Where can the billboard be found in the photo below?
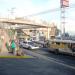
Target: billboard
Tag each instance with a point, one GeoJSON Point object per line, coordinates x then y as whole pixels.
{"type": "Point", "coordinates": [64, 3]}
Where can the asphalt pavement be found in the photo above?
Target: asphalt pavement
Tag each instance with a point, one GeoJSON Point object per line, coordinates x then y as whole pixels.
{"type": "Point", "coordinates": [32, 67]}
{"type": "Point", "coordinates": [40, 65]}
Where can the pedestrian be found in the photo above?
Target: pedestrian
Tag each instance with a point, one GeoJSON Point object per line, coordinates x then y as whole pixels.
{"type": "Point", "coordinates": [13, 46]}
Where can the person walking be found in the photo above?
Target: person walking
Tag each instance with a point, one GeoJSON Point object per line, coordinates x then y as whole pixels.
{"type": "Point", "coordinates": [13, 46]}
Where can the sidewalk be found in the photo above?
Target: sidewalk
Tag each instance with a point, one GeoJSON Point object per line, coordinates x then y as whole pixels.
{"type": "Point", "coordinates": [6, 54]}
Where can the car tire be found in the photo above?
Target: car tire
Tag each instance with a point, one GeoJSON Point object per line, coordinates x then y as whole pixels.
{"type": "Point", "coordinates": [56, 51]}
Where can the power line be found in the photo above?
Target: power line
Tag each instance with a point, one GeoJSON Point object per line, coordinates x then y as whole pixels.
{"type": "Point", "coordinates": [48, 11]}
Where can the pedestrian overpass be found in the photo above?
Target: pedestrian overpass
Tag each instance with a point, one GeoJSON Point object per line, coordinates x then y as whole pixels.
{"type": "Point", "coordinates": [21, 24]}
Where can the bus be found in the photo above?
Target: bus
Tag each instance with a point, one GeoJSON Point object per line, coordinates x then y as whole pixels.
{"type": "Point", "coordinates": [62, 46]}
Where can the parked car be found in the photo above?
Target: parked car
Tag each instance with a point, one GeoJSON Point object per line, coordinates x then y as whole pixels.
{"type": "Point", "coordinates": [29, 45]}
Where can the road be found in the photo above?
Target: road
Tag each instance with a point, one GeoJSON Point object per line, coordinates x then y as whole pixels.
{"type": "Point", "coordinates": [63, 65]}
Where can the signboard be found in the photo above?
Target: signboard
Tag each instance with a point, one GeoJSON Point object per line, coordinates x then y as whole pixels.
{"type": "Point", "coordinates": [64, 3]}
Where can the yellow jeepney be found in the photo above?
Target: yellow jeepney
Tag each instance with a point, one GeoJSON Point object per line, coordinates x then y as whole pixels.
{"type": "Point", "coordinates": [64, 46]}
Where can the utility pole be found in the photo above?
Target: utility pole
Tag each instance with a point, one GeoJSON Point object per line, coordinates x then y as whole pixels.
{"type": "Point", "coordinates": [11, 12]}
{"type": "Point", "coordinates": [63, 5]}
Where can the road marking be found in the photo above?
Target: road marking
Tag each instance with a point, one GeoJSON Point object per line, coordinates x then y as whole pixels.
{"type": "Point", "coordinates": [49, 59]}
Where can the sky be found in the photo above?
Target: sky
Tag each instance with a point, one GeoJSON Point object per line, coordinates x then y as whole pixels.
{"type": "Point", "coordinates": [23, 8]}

------------------------------

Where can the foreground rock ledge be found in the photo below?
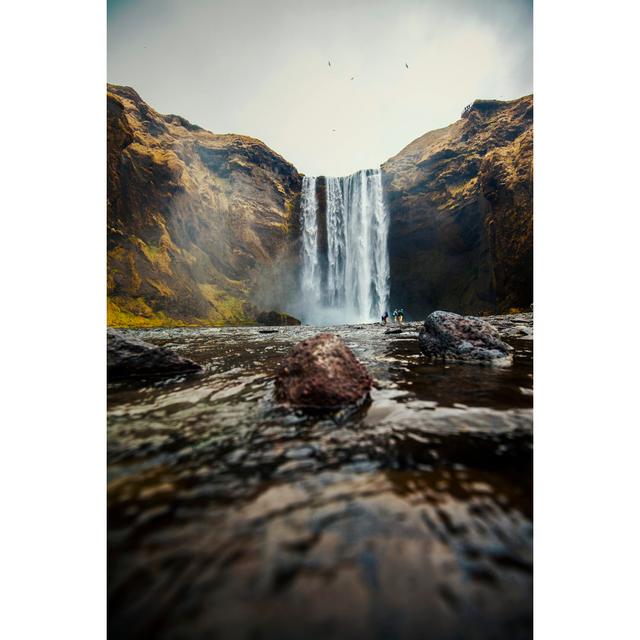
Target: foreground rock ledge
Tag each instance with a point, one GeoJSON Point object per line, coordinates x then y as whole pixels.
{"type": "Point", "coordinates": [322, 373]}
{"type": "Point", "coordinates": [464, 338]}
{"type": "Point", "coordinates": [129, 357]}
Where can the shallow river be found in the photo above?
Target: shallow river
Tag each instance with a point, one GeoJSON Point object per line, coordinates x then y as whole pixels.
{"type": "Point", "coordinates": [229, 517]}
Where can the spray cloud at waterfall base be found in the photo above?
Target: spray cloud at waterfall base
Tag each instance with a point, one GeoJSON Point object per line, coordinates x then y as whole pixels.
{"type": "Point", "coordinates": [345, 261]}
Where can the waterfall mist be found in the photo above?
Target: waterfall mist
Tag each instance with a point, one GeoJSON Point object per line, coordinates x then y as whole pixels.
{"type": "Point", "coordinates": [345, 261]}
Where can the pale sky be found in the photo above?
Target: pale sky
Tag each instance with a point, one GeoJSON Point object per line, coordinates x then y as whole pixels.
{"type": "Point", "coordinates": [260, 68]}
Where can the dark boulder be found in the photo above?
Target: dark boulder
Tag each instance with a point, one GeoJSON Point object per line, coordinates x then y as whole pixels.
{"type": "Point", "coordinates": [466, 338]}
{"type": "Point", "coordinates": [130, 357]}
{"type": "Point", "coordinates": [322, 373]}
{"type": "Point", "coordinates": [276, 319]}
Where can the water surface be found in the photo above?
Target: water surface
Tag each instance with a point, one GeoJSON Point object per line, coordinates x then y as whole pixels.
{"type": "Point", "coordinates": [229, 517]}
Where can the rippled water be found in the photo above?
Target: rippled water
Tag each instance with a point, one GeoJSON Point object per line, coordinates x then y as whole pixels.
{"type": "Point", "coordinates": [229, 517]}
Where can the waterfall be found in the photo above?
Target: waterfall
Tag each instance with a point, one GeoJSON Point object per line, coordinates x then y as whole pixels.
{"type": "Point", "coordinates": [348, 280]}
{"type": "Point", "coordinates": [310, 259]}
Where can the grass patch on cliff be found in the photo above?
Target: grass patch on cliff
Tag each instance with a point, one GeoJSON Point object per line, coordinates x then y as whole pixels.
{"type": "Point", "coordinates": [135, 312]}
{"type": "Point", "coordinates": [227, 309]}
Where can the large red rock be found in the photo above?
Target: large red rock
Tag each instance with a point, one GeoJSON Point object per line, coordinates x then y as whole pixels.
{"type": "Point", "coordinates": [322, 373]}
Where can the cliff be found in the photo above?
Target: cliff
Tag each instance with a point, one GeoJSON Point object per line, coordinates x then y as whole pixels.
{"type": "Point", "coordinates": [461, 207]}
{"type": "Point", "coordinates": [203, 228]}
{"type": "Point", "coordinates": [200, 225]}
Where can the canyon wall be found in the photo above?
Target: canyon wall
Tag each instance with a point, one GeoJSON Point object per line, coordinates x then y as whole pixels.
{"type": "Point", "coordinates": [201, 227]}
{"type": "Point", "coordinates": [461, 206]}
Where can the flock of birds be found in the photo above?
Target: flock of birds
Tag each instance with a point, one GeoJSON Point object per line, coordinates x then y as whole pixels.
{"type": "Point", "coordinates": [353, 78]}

------------------------------

• **Instructions for the task**
Return the number of lines in the material holding the string "ledge", and no other text.

• **Response to the task**
2